WRITTEN INSTRUCTION 1: Locate every line in the entries below that contains the string "blue", and copy each of those lines.
........
- Genre: Rock, pop, indie, heavy metal
- Location: Las Vegas
- Years active: 2015

= Rock in Rio USA =

Music festival in Las Vegas, Nevada

Rock in Rio USA was a music festival held in Las Vegas, Nevada from May 8–9 and 15–16, 2015 at the MGM Resorts Festival Grounds on the Las Vegas Strip in Paradise, Nevada.

The event was conceived as an American version of Rio de Janeiro's Rock in Rio festival, and was a partnership between SFX Entertainment, Eike Batista's IMX, MGM Resorts International, Yucaipa Companies, and Cirque du Soleil Entertainment Group. The event was hosted at a new open-air venue neighboring the then MGM-owned Circus Circus Las Vegas, which was developed by the consortium. It shared a similar format to its Brazilian counterpart, with plans to host at least 120 acts across two weekends oriented towards rock music and pop music respectively.

Rock in Rio USA reached a short-term deal to host the event in Las Vegas biennially from 2015 through at least 2019, and planned to expand to a three-day format in 2017. However, after attendance and revenue from the 2015 edition were below expectations, plans for future editions of the event were quietly shelved.

== Development ==

In November 2013, SFX Entertainment, an electronic dance music events company founded by Robert F.X. Sillerman, reached a deal with Roberto Medina, organizer of the Rock in Rio festival series, to acquire a 50% stake in a new entity that would own the rock music festival alongside Eike Batista's IMX, with SFX replacing IMX as the managing partner of the festival. Sillerman also disclosed that plans were being made to bring the festival to the United States for the first time ever. Medina revealed further information about these plans in an interview with Billboard shortly after the deal was reached. He stated that the inaugural festival was to be held in Las Vegas in May 2015, at a site in proximity to the Las Vegas Strip. Medina touted that in comparison to other, U.S.-based festivals, Rock in Rio USA was going to be "bigger in terms of public, in terms of sponsorship, in terms of social media. Not a little bit bigger, a lot bigger."
........
WRITTEN INSTRUCTION 2: In the Rock in Rio USA article above, replace "biennially" with "annually", and write out the passage starting with "Rock in Rio USA reached" and going on through "were quietly shelved.".
........
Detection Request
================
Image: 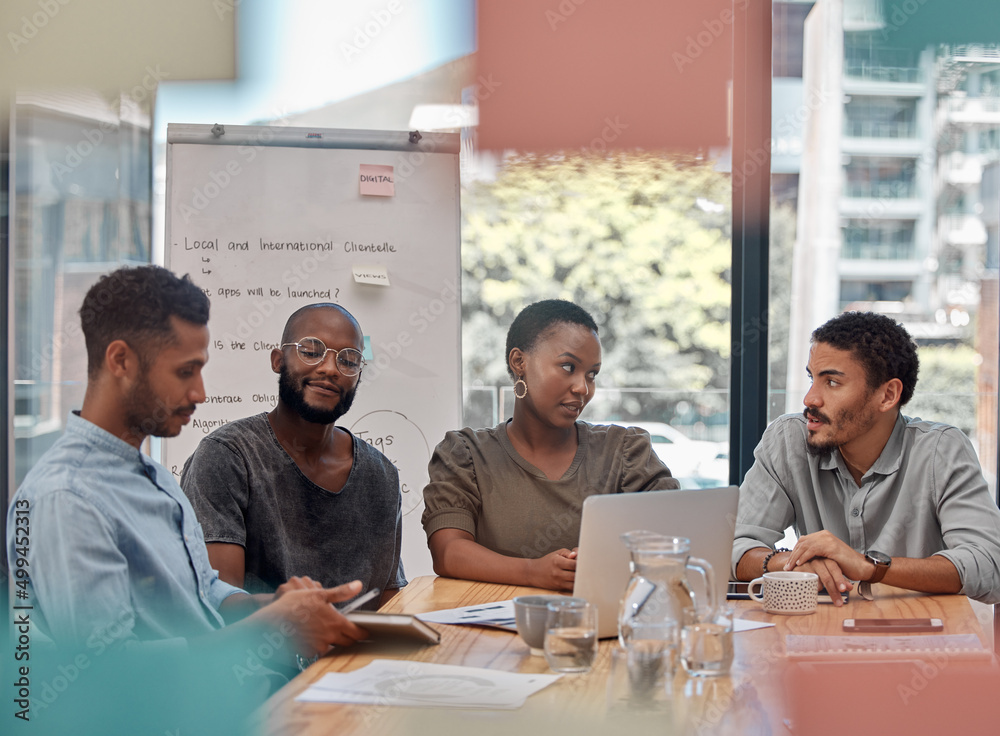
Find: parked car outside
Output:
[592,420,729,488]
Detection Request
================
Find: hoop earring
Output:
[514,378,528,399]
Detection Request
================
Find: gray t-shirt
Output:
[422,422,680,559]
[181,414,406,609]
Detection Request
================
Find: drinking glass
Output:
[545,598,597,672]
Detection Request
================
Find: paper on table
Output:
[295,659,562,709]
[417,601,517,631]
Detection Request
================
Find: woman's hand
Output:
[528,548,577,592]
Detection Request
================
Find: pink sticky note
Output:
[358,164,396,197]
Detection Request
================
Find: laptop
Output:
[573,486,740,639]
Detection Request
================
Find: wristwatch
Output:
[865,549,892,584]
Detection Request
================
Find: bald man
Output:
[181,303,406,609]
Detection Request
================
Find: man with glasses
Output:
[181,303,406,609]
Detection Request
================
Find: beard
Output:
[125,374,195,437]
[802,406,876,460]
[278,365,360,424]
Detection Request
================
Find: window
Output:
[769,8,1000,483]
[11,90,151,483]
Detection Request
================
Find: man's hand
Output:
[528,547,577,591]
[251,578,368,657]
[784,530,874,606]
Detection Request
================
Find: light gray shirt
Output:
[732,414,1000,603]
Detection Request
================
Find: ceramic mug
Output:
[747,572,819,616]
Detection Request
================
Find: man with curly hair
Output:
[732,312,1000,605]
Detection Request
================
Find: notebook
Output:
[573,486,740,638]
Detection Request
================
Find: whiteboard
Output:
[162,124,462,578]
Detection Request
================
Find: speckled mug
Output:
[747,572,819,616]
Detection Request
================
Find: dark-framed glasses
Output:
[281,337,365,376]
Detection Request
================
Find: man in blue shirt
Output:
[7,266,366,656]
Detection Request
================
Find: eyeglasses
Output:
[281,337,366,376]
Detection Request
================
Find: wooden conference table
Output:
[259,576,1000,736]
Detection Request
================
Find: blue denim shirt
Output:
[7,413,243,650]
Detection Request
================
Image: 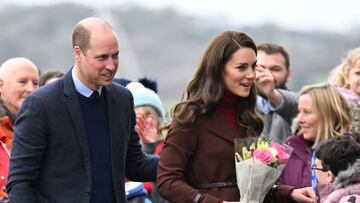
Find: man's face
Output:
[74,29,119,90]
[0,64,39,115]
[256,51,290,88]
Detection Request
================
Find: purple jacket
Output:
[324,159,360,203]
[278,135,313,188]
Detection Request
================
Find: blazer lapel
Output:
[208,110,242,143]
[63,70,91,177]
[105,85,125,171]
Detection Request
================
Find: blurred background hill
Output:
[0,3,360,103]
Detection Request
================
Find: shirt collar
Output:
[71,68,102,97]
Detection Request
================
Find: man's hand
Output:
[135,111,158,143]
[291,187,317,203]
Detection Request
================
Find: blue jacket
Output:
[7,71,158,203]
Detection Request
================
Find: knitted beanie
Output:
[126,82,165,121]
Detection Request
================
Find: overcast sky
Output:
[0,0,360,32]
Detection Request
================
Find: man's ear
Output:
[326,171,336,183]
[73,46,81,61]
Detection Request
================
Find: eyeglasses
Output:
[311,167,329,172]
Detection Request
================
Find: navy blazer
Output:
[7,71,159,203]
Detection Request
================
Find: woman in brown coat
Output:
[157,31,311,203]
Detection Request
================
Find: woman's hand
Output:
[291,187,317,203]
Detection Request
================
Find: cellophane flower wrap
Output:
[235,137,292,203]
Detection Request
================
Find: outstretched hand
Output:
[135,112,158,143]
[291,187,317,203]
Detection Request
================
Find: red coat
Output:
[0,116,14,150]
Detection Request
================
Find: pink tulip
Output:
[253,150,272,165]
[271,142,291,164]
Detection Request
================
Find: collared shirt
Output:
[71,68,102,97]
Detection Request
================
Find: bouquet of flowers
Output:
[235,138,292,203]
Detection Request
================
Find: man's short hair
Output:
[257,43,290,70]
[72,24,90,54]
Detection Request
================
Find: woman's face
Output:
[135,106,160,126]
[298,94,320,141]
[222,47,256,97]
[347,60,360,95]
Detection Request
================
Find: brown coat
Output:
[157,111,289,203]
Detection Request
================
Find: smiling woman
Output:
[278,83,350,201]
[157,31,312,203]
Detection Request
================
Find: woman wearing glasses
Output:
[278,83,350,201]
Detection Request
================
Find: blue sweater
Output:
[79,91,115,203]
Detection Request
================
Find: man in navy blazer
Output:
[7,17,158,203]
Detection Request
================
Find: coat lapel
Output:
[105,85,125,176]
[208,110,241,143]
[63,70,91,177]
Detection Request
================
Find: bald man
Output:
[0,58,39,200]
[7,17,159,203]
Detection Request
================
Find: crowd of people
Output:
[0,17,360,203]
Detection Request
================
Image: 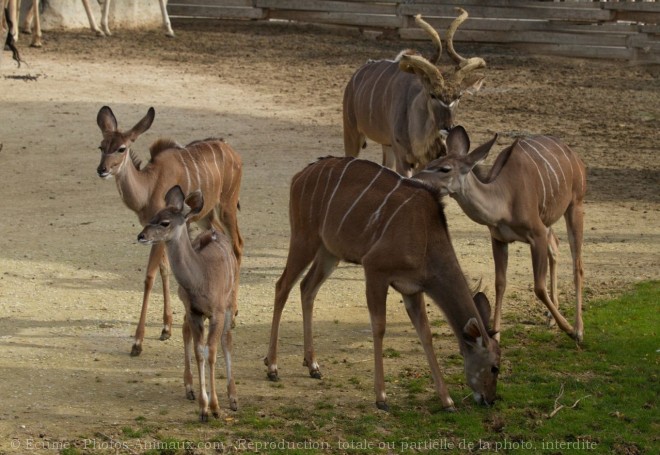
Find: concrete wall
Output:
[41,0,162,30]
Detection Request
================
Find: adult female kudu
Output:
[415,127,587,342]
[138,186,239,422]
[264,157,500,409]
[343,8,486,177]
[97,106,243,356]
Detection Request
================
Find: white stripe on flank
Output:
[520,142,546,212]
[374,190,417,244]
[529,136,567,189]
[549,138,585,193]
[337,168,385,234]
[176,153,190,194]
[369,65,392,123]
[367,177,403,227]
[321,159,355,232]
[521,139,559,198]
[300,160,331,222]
........
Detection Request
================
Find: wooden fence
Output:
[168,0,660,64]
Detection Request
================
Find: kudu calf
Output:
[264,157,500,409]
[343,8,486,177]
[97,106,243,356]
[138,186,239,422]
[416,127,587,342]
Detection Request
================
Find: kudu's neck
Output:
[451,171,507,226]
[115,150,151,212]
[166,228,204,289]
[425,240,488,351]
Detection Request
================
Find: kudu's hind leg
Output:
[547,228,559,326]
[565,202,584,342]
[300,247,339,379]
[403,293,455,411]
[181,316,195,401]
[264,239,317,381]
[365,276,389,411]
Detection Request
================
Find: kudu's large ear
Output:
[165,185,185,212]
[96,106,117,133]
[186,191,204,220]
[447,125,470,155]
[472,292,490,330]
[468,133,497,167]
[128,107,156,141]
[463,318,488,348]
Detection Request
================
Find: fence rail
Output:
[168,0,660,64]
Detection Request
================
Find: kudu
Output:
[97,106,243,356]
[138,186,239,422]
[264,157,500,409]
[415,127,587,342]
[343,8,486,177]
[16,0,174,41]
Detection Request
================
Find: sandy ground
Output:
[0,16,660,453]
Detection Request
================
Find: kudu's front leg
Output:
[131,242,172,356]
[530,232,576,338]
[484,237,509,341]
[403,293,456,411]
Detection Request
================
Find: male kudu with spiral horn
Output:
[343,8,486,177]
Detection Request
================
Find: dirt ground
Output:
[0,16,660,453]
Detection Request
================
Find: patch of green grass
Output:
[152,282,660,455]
........
RIGHT ANSWER 1:
Find: man in blue shirt
Find: blue denim shirt
Find: blue jacket
Find: blue sweater

RIGHT ANSWER 2:
Rock in Rio USA reached a short-term deal to host the event in Las Vegas annually from 2015 through at least 2019, and planned to expand to a three-day format in 2017. However, after attendance and revenue from the 2015 edition were below expectations, plans for future editions of the event were quietly shelved.